→ **TEXTO**
◆ ◆ ◆ ◆ ◆ ◆ ◆
Las “estrategias inteligentes” de Barack Obama contra el ALBA-TCP: un análisis preliminar
20/01/2010
- Opinión
Introducción
Las páginas que siguen analizan las estrategias emprendidas por la administración de Barack Obama contra la Alianza Bolivariana para los Pueblos de Nuestra América-Tratado de Comercio entre los Pueblos (ALBA-TCP); integrada por los gobiernos y diversos movimientos socio-políticos de Antigua y Barbuda, Bolivia, Cuba, Dominica, Ecuador, Honduras, Nicaragua, la República Bolivariana de Venezuela (RBV) y San Vicente y las Granadinas. Esas estrategias articulan los instrumentos del soft y hard power históricamente empleados por esa potencia imperialista. Esa remozada combinación ha sido popularizada como el smart power o “poder inteligente” (Ney, 2008; Golinger, 2009)
Renovar “el liderazgo” estadounidense
Desde su campaña electoral, el actual presidente de Estados Unidos se planteó renovar “el liderazgo”, “la credibilidad” y “la influencia” de su país en el hemisferio occidental; deterioradas –a su decir— porque la administración de George W. Bush “se embarcó en una guerra desquiciada con Irak” y abandonó su promesa de “hacer de Latinoamérica un compromiso fundamental de su presidencia”. Ese “vacio” habría sido ocupado por “demagogos como Hugo Chávez”, así como por otros países de Europa y Asia; entre los que destacó a la República Popular China y a la República Islámica de Irán (Obama, 2008 y 2008a).
Esto fue ampliado a fines de enero de 2009 por el ratificado Secretario de Defensa de los Estados Unidos, el republicano Robert Gates; quien expresó su preocupación por las “actividades subversivas” que presuntamente está desarrollando el gobierno iraní y por sus estrechas relaciones con los gobiernos de Bolivia, Cuba, Ecuador, Nicaragua y la RBV (BBC, 2009): argumento posteriormente reiterado por la Secretaria de Estado, Hillary Clinton.
Para enfrentar esas situaciones y “liderar el hemisferio en el siglo XXI”, Obama anunció que emprendería una diplomacia “directa, fuerte, agresiva, principista y sostenida” con todos “los gobiernos amigos, adversarios y enemigos”, incluidos en esas dos últimas categorías la mayoría de los del ALBA-TCP. Como parte ella, prometió, entre otras cosas, duplicar para el 2012 los fondos de Ayuda Oficial al Desarrollo y el número de integrantes de los Cuerpos de Paz que actualmente actúan en América Latina y el Caribe (Obama, 2008a).
◆ ◆ ◆ ◆ ◆ ◆ ◆
→ **CONTENIDO DEL MATERIAL**
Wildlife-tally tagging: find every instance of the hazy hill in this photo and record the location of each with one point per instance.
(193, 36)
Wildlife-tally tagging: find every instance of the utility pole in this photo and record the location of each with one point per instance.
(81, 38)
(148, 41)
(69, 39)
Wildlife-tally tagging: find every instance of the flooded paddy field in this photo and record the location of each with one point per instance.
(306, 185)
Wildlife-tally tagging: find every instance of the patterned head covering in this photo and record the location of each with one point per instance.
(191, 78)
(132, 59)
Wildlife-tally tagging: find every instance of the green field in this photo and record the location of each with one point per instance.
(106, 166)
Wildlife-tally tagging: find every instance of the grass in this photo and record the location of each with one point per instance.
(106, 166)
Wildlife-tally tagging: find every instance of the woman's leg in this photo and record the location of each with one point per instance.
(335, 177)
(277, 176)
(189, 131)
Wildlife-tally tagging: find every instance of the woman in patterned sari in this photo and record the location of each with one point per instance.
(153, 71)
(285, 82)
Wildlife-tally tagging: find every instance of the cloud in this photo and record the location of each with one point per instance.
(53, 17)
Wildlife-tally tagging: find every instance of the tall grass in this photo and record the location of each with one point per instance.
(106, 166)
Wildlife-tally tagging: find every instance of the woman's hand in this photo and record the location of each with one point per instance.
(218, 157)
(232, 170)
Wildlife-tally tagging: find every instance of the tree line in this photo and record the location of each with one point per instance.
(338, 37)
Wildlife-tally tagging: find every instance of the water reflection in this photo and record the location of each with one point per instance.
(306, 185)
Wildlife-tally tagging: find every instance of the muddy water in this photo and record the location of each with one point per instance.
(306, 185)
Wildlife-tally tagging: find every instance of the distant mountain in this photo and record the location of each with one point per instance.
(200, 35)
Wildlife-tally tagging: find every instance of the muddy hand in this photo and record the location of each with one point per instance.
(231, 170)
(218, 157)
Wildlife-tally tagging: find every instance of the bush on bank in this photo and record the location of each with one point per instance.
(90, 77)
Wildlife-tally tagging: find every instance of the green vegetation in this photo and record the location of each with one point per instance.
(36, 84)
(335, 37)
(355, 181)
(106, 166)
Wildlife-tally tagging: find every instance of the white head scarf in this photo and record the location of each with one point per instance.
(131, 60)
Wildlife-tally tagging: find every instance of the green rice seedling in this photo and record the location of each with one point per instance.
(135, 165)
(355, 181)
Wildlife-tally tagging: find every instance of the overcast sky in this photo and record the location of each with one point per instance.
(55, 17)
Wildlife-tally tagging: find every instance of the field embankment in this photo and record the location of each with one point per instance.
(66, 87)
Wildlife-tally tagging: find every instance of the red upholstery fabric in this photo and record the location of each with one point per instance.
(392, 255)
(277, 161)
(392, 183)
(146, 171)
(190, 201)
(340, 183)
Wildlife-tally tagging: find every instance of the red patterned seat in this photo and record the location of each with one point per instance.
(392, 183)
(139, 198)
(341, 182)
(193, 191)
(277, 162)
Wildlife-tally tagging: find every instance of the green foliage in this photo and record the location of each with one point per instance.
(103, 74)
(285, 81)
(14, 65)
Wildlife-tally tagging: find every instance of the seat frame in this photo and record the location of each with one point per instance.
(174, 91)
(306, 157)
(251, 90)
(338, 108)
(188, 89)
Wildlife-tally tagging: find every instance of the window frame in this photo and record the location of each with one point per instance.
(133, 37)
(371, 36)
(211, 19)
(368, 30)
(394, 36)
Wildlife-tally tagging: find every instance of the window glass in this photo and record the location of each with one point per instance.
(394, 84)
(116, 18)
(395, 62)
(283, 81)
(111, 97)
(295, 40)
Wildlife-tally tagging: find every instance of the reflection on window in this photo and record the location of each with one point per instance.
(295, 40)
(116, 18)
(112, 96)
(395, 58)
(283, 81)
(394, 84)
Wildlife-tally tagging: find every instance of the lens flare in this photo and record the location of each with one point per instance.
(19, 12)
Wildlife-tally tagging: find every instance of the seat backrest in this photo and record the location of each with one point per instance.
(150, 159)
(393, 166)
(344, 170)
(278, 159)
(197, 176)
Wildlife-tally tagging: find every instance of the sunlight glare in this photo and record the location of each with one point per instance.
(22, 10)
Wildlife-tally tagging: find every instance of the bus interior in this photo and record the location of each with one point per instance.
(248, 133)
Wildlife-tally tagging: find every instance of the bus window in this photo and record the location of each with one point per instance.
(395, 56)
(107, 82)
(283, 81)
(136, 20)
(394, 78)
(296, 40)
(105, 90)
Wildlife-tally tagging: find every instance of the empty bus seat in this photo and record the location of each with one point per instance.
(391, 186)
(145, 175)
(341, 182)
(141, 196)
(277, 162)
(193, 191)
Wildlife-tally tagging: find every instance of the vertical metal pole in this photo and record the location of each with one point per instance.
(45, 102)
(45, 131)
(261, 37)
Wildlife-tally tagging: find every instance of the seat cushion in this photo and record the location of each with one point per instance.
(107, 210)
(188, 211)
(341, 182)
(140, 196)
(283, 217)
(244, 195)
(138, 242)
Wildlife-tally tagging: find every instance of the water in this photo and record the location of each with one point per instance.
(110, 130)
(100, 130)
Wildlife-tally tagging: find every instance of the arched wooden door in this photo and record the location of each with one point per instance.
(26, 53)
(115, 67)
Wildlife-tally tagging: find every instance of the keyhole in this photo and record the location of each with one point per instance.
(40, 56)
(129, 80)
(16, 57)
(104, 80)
◆ ◆ ◆ ◆ ◆ ◆ ◆
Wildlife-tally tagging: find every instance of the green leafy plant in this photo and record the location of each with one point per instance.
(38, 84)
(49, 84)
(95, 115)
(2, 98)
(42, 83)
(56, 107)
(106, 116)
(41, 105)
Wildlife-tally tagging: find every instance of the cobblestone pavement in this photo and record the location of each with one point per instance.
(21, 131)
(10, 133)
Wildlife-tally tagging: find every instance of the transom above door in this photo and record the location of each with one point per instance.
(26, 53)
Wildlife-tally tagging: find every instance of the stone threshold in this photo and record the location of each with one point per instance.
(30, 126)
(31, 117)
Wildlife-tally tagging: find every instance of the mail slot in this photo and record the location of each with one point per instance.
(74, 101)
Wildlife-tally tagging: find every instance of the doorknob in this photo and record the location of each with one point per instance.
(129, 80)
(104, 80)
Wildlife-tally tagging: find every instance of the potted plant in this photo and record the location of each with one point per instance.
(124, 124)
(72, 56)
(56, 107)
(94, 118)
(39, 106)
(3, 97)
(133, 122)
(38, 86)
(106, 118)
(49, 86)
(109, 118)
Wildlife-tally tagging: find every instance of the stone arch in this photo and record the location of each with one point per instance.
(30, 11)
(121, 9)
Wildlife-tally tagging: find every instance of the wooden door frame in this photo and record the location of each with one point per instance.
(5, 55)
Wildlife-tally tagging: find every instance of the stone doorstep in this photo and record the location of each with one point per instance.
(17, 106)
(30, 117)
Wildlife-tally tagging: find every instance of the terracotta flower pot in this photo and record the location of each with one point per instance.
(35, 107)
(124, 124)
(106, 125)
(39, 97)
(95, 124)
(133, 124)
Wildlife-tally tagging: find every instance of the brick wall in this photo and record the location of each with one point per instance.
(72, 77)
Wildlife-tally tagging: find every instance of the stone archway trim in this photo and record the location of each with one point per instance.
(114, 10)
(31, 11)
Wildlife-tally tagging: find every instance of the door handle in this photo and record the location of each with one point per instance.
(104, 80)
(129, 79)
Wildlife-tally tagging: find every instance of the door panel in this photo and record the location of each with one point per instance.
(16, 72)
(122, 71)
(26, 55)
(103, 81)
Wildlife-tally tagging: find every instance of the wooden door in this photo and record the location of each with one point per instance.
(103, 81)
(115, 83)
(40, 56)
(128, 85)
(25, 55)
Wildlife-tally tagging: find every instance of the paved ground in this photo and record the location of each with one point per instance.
◆ ◆ ◆ ◆ ◆ ◆ ◆
→ **TAREAS A REALIZAR**
- a) Según el texto sobre el ALBA-TCP, ¿qué Secretario de Defensa de Estados Unidos manifestó preocupación por las "actividades subversivas" atribuidas al gobierno iraní?
- b) Indica si cada afirmación coincide con el texto sobre el ALBA-TCP y cita las palabras que lo deciden: (i) Obama prometió duplicar para 2012 los fondos de Ayuda Oficial al Desarrollo en la región. (ii) Obama atribuyó el deterioro del liderazgo estadounidense a una guerra en Afganistán. (iii) Hillary Clinton repitió después el argumento de Robert Gates.
- c) Prosigue el texto sobre el ALBA-TCP después de su última oración.

→ **LISTA DE RESPUESTAS**
- a) Robert Gates.

- b)
(i) Sí: "duplicar para el 2012 los fondos de Ayuda Oficial al Desarrollo".
(ii) No: "se embarcó en una guerra desquiciada con Irak".
(iii) Sí: "argumento posteriormente reiterado por la Secretaria de Estado, Hillary Clinton".

- c)
Según se infiere de sus palabras, la participación de esos “voluntarios” en actividades dirigidas a “disminuir la pobreza, a combatir enfermedades como la malaria y a apoyar el desarrollo de la sociedad civil” estará orientada a contrarrestar el negativo impacto que han tenido “en la influencia de Estados Unidos” los diversos programas sociales emprendidos por Cuba y la RBV, tanto de manera bilateral, como dentro de los marcos del ALBA-TCP, de PETROCARIBE y del acuerdo ALBA-Caribe. Menos Bolivia y Ecuador, en ambos participan, además de los gobiernos de Guatemala y República Dominicana, los de todos los Estados integrantes del ALBA-TCP y casi todos los de la Comunidad del Caribe (CARICOM), con excepción de Barbados y Trinidad Tobago.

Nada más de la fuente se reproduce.